- _Supplied passage_
With SpaceX‘s confidential IPO filing and reports of a targeted valuation above $1.75 trillion — investors have boosted nearly every space stock in sight. Shares rose across the sector on the news. 

Yet a scattershot approach risks owning companies with unproven models or limited revenue. There is only one publicly traded company delivering real progress across the full space value chain today, and not just promises of future launches: Rocket Lab (NASDAQ:RKLB | RKLB Price Prediction).

Vertical Integration Across the Entire Space Stack

Rocket Lab operates from launch through spacecraft production and now communications hardware. Electron — its small-lift rocket — completed nearly three dozen successful missions and generated $199 million in launch services revenue in 2025, with average revenue per launch rising to $8.5 million from $7.8 million the prior year. Space Systems contributed the larger share at $402.8 million, or 67% of total revenue.

That’s a fancy way of saying the company captures value at multiple layers instead of handing off work to suppliers. Gross margins expanded to a record 38% GAAP in the fourth quarter, up 780 basis points year-over-year and 100 basis points sequentially. In short, vertical control helped margins rise even as the company scaled both launch cadence and satellite manufacturing.

The company posted record full-year 2025 revenue of $602 million, up 38% from the year prior, while Q4 revenue reached $180 million, a 36% increase and above consensus estimates of roughly $178 million. Backlog expanded 73% to $1.85 billion, with about 37% expected to convert to revenue in the next 12 months. That visibility sets Rocket Lab apart from many peers still chasing funding rounds rather than contracts.

Adding to the Arsenal

Last week, Rocket Lab received regulatory approval from Germany’s Federal Ministry for Economic Affairs and Energy to acquire Mynaric, a provider of laser optical communications terminals. The deal, first announced in 2025 with an initial value around $75 million plus performance-based payments, is set to close this month. Mynaric will remain based in Munich, giving Rocket Lab its first dedicated European presence and in-house high-bandwidth data links for satellites.

This addition completes more of the stack. Laser comms move data far faster than radio systems, addressing a key need for both commercial constellations and defense networks. Customers can now turn to one vendor for launch, spacecraft build, and connectivity.

- _Supplied records_
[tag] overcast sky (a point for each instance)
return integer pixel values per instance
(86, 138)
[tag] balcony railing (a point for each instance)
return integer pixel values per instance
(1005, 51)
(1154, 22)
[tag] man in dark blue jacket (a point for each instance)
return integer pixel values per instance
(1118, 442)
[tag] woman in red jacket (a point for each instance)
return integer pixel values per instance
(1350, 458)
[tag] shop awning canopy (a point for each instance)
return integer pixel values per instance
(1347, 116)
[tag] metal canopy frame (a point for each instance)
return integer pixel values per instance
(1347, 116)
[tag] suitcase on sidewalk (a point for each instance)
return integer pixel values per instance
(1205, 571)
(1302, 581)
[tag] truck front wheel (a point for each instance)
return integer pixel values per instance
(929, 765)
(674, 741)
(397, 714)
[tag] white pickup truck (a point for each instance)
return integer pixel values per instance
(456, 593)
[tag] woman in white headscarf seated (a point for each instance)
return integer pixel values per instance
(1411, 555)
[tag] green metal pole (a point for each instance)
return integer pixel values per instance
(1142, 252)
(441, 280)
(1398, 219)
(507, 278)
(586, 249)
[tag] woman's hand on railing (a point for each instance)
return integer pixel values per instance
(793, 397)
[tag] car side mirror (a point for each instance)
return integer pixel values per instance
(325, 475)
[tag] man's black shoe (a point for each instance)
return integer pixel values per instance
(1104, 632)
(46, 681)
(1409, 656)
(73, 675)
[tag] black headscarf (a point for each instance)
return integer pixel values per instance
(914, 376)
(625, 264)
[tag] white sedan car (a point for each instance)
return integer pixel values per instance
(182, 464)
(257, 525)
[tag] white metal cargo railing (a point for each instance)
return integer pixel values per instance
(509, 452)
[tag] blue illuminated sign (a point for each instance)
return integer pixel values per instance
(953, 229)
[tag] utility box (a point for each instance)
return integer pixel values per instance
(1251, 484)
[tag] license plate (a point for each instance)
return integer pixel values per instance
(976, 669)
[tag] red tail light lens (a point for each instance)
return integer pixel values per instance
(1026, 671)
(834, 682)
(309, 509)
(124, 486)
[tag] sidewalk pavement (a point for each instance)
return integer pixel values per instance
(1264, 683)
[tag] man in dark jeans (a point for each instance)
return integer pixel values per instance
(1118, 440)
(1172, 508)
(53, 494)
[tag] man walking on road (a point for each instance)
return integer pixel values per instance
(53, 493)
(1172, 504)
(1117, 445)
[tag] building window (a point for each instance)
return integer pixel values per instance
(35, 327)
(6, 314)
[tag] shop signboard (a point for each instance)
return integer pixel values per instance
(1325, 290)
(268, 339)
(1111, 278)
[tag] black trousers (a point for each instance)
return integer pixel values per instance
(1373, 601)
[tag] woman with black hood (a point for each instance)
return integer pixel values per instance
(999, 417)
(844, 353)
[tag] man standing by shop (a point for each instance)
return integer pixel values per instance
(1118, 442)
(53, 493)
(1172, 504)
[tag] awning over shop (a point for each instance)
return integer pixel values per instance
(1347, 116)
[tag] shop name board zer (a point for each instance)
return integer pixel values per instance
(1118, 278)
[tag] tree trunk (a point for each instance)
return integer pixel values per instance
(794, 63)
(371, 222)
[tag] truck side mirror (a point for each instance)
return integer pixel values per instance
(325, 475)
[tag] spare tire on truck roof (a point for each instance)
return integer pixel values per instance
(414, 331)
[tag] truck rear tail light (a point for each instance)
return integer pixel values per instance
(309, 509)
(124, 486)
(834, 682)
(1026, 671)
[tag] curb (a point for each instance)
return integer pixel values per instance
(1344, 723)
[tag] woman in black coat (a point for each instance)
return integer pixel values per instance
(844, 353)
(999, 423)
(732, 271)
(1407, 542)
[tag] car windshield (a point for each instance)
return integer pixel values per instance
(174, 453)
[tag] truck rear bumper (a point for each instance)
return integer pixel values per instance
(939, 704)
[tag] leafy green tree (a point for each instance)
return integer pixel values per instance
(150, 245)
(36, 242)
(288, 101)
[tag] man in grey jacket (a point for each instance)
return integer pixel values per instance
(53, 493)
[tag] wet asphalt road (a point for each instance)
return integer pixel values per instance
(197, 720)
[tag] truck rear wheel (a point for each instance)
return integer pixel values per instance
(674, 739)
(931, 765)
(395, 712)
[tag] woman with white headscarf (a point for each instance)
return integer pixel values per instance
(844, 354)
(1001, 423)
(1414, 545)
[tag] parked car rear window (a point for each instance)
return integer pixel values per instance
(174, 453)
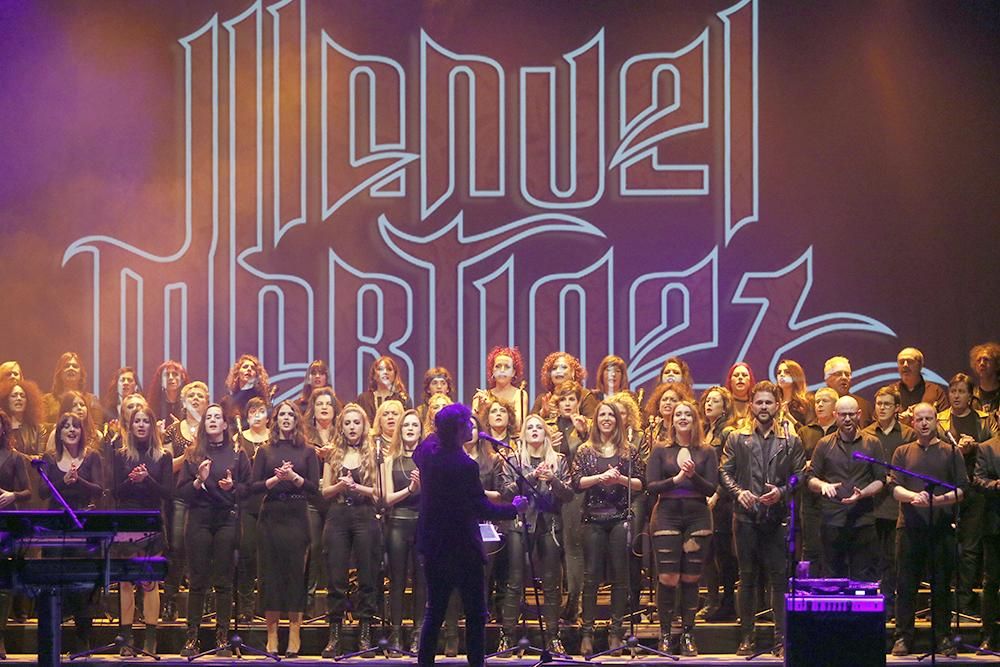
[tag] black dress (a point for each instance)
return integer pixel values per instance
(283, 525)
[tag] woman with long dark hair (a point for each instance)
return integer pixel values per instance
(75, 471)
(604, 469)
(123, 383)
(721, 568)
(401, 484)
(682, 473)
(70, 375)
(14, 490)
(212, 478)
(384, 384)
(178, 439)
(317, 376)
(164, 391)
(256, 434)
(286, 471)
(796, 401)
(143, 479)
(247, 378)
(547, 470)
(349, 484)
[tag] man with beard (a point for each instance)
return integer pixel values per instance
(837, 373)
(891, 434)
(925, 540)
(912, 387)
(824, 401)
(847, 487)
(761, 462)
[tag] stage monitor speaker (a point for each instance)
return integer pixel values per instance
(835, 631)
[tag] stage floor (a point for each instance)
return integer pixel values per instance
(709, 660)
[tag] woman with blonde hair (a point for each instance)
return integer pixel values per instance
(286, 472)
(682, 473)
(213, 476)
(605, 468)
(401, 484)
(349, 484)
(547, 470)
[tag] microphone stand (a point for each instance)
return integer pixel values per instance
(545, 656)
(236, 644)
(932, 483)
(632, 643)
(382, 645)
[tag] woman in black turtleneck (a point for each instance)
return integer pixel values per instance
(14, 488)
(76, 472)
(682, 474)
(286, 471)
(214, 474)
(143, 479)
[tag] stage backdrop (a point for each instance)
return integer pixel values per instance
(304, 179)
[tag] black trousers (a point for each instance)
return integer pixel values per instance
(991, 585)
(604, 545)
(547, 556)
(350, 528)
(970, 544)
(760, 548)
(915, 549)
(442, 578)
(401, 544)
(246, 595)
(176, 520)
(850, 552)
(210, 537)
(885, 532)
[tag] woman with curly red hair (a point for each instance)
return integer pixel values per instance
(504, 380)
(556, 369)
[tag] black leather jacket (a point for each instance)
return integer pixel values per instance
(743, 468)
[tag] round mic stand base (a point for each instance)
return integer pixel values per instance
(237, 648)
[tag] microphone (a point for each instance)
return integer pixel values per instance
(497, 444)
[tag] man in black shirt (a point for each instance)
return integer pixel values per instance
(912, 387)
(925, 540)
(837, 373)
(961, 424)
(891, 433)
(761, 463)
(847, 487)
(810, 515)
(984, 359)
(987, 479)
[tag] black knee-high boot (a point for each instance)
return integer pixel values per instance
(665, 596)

- _Objective_
In the Rocket Lab article, reproduce the section starting at "The company posted" and ending at "rather than contracts.", replacing "peers" with "competitors". These records come from a different source than the text.

- _Response below_
The company posted record full-year 2025 revenue of $602 million, up 38% from the year prior, while Q4 revenue reached $180 million, a 36% increase and above consensus estimates of roughly $178 million. Backlog expanded 73% to $1.85 billion, with about 37% expected to convert to revenue in the next 12 months. That visibility sets Rocket Lab apart from many competitors still chasing funding rounds rather than contracts.